**Stated exercise:** Can you render every line of the entries below as a JSON list of strings, with one string per line and blank lines omitted?

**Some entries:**
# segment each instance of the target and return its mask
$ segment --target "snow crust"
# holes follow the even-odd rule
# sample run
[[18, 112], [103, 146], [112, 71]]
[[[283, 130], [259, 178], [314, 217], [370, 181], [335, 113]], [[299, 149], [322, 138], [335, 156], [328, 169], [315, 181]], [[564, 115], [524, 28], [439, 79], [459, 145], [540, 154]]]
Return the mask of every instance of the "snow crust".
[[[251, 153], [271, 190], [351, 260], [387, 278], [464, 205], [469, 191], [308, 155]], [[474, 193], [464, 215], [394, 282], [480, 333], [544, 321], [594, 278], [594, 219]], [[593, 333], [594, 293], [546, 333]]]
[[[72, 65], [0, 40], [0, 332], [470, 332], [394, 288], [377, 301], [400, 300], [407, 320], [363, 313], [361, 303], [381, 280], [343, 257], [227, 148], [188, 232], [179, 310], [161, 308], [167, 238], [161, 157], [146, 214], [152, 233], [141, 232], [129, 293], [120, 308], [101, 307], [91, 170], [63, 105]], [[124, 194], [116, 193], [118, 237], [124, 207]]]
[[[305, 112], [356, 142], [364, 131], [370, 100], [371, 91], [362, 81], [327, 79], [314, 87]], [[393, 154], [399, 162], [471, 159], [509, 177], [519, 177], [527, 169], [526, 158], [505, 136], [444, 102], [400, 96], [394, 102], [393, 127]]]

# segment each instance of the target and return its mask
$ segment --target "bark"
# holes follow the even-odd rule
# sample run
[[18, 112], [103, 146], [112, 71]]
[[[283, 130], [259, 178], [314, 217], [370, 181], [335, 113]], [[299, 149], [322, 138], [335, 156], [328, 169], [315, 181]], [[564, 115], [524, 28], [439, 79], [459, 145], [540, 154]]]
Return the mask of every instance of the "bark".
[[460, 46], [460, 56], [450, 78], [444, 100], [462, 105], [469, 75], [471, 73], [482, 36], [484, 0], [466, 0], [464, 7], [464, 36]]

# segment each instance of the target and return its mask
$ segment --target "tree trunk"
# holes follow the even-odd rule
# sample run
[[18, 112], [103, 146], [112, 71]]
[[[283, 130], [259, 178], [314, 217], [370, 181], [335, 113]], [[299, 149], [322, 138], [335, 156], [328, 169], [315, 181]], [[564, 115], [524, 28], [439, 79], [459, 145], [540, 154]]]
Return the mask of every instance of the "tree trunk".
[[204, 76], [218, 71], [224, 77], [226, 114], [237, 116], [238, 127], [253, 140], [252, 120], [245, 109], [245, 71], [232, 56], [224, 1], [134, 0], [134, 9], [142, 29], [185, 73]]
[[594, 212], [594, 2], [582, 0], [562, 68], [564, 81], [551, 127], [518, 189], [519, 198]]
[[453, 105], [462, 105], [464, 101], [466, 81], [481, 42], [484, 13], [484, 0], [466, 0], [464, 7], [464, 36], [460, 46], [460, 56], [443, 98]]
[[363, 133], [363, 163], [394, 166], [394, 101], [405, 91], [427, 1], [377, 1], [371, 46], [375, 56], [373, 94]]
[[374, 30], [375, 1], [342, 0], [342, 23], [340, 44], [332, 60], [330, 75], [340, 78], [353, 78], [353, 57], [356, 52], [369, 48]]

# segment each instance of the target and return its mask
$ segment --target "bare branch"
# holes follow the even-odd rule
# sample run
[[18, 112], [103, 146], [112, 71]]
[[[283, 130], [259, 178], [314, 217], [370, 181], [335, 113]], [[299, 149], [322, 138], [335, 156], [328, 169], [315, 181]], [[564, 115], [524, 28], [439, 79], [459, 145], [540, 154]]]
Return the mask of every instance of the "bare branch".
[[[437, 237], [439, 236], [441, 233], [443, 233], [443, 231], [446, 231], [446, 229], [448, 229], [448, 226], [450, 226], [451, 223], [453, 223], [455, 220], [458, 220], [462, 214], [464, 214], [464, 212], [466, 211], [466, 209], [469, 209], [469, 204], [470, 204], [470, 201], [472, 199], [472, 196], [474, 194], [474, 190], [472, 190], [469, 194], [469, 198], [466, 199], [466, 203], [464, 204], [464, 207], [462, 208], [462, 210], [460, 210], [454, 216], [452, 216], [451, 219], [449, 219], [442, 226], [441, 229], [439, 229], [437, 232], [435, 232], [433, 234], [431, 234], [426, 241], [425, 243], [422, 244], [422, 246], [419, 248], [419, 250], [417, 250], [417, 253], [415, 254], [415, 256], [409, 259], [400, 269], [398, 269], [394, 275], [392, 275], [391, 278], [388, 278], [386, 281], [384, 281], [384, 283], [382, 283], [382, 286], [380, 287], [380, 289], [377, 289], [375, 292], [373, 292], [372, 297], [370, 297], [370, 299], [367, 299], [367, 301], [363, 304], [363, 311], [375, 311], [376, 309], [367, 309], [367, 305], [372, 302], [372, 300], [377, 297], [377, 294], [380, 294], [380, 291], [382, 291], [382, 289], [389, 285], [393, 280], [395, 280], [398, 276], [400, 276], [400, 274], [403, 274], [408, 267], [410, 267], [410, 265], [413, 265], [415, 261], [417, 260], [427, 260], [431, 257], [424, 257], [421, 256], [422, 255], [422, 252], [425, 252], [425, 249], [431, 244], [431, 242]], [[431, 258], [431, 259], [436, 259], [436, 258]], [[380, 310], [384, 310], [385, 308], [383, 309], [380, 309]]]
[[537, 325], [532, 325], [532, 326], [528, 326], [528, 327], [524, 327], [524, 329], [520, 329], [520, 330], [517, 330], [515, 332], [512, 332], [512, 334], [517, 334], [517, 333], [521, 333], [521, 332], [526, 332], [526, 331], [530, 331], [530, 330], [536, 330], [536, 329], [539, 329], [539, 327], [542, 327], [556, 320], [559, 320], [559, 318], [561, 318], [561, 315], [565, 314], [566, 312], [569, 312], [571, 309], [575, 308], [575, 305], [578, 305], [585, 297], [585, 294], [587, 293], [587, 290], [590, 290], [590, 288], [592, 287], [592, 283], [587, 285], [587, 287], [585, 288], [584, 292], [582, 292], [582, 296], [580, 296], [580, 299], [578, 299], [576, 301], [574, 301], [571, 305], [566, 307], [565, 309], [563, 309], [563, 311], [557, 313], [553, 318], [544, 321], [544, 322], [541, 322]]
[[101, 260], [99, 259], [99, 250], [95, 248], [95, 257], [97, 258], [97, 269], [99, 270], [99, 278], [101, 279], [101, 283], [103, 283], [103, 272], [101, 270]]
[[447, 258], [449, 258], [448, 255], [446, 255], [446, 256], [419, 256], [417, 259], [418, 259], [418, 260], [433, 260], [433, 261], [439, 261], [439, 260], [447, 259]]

**Solved exercise:**
[
  "# segment each instance of the target and return its mask",
  "$ segment --target \"snow crust\"",
  "# holes follow the even-odd rule",
  "# sample run",
  "[[18, 112], [103, 146], [112, 71]]",
  "[[[283, 130], [259, 178], [314, 217], [370, 181], [335, 113]], [[299, 149], [322, 138], [335, 156], [328, 169], [315, 181]], [[564, 115], [524, 28], [439, 79], [459, 145], [540, 154]]]",
  "Return the mask of every instance of the \"snow crust\".",
  "[[[251, 153], [271, 190], [351, 260], [387, 278], [464, 205], [469, 191], [308, 155]], [[474, 193], [464, 215], [394, 282], [480, 333], [544, 321], [594, 278], [594, 219]], [[593, 333], [594, 293], [546, 333]]]",
  "[[[72, 65], [0, 40], [0, 332], [470, 332], [394, 288], [377, 301], [400, 300], [407, 320], [363, 313], [361, 303], [381, 280], [343, 257], [227, 148], [188, 232], [179, 310], [161, 308], [167, 238], [161, 157], [146, 214], [152, 233], [141, 232], [129, 293], [120, 308], [101, 307], [91, 170], [63, 105]], [[124, 194], [116, 193], [118, 237], [124, 207]]]",
  "[[[305, 112], [356, 142], [364, 131], [370, 100], [371, 91], [362, 81], [327, 79], [314, 87]], [[393, 154], [399, 162], [471, 159], [509, 177], [519, 177], [527, 169], [526, 158], [505, 136], [444, 102], [400, 96], [394, 102], [393, 127]]]",
  "# segment each instance of the target and return its mask",
  "$ segment --target \"bark\"",
  "# holes follow the even-odd rule",
  "# sample run",
  "[[18, 112], [103, 146], [112, 71]]",
  "[[[283, 130], [259, 178], [314, 217], [370, 181], [335, 113]], [[299, 149], [322, 138], [335, 156], [328, 169], [315, 181]], [[564, 115], [524, 28], [439, 79], [459, 145], [540, 154]]]",
  "Return the mask of every instance of the \"bark\".",
  "[[460, 46], [460, 56], [450, 78], [444, 100], [462, 105], [469, 75], [471, 73], [482, 36], [484, 0], [466, 0], [464, 7], [464, 36]]",
  "# segment each instance of the target and return its mask",
  "$ segment --target \"tree trunk\"",
  "# holes follow the even-odd rule",
  "# sample run",
  "[[18, 112], [103, 146], [112, 71]]",
  "[[[283, 130], [259, 178], [314, 217], [370, 181], [335, 113]], [[299, 149], [322, 138], [335, 156], [328, 169], [315, 181]], [[564, 115], [524, 28], [439, 79], [459, 145], [540, 154]]]",
  "Return the mask of every instance of the \"tree trunk\".",
  "[[204, 76], [218, 71], [224, 77], [226, 114], [237, 116], [238, 127], [253, 140], [252, 120], [245, 109], [245, 71], [232, 56], [224, 1], [134, 0], [134, 9], [142, 29], [185, 73]]",
  "[[594, 212], [594, 2], [582, 0], [562, 68], [564, 81], [551, 127], [518, 189], [519, 198]]",
  "[[453, 105], [462, 105], [464, 101], [466, 81], [481, 42], [484, 13], [484, 0], [466, 0], [464, 7], [464, 36], [460, 46], [460, 56], [443, 98]]",
  "[[363, 133], [363, 163], [394, 166], [394, 101], [405, 91], [427, 1], [377, 1], [371, 46], [375, 56], [373, 94]]",
  "[[374, 30], [375, 1], [342, 0], [342, 23], [340, 44], [332, 60], [330, 75], [340, 78], [353, 78], [353, 57], [356, 52], [369, 48]]",
  "# segment each instance of the target and return its mask",
  "$ segment --target \"bare branch\"",
  "# holes follow the even-odd rule",
  "# sample run",
  "[[18, 112], [103, 146], [112, 71]]",
  "[[[283, 130], [259, 178], [314, 217], [370, 181], [335, 113]], [[299, 149], [322, 138], [335, 156], [328, 169], [315, 181]], [[564, 115], [524, 28], [439, 79], [459, 145], [540, 154]]]",
  "Return the mask of every instance of the \"bare branch\".",
  "[[[437, 237], [439, 236], [441, 233], [443, 233], [443, 231], [446, 231], [446, 229], [448, 229], [448, 226], [450, 226], [451, 223], [453, 223], [455, 220], [458, 220], [462, 214], [464, 214], [464, 212], [466, 211], [466, 209], [469, 209], [469, 204], [470, 204], [470, 201], [472, 199], [472, 196], [474, 194], [474, 190], [472, 190], [469, 194], [469, 198], [466, 199], [466, 203], [464, 204], [464, 207], [462, 208], [462, 210], [460, 210], [454, 216], [452, 216], [451, 219], [449, 219], [442, 226], [441, 229], [439, 229], [437, 232], [435, 232], [433, 234], [431, 234], [426, 241], [425, 243], [422, 244], [422, 246], [419, 248], [419, 250], [417, 250], [417, 253], [415, 254], [415, 256], [409, 259], [400, 269], [398, 269], [394, 275], [392, 275], [391, 278], [388, 278], [386, 281], [384, 281], [384, 283], [382, 283], [382, 286], [380, 287], [380, 289], [377, 289], [375, 292], [373, 292], [372, 297], [370, 297], [370, 299], [367, 299], [367, 301], [363, 304], [363, 311], [375, 311], [376, 309], [367, 309], [367, 305], [372, 302], [372, 300], [377, 297], [377, 294], [380, 294], [380, 291], [382, 291], [382, 289], [389, 285], [393, 280], [395, 280], [398, 276], [400, 276], [400, 274], [403, 274], [408, 267], [410, 267], [410, 265], [413, 265], [415, 261], [417, 260], [427, 260], [431, 257], [424, 257], [421, 256], [422, 255], [422, 252], [425, 252], [425, 249], [431, 244], [431, 242]], [[431, 258], [431, 259], [436, 259], [436, 258]], [[380, 310], [384, 310], [385, 308], [383, 309], [380, 309]]]",
  "[[537, 325], [532, 325], [532, 326], [528, 326], [528, 327], [524, 327], [524, 329], [520, 329], [520, 330], [517, 330], [515, 332], [512, 332], [512, 334], [517, 334], [517, 333], [521, 333], [521, 332], [526, 332], [526, 331], [530, 331], [530, 330], [536, 330], [536, 329], [539, 329], [539, 327], [542, 327], [556, 320], [559, 320], [559, 318], [561, 318], [561, 315], [565, 314], [566, 312], [569, 312], [571, 309], [575, 308], [575, 305], [578, 305], [585, 297], [585, 294], [587, 293], [587, 290], [590, 290], [590, 288], [592, 287], [592, 283], [587, 285], [587, 287], [585, 288], [584, 292], [582, 292], [582, 296], [580, 296], [580, 299], [578, 299], [576, 301], [574, 301], [571, 305], [566, 307], [565, 309], [563, 309], [563, 311], [557, 313], [553, 318], [544, 321], [544, 322], [541, 322]]",
  "[[101, 260], [99, 259], [99, 250], [95, 248], [95, 257], [97, 258], [97, 269], [99, 270], [99, 278], [101, 279], [101, 283], [103, 283], [103, 272], [101, 270]]",
  "[[447, 258], [449, 258], [448, 255], [446, 255], [446, 256], [419, 256], [417, 259], [418, 259], [418, 260], [433, 260], [433, 261], [439, 261], [439, 260], [447, 259]]"
]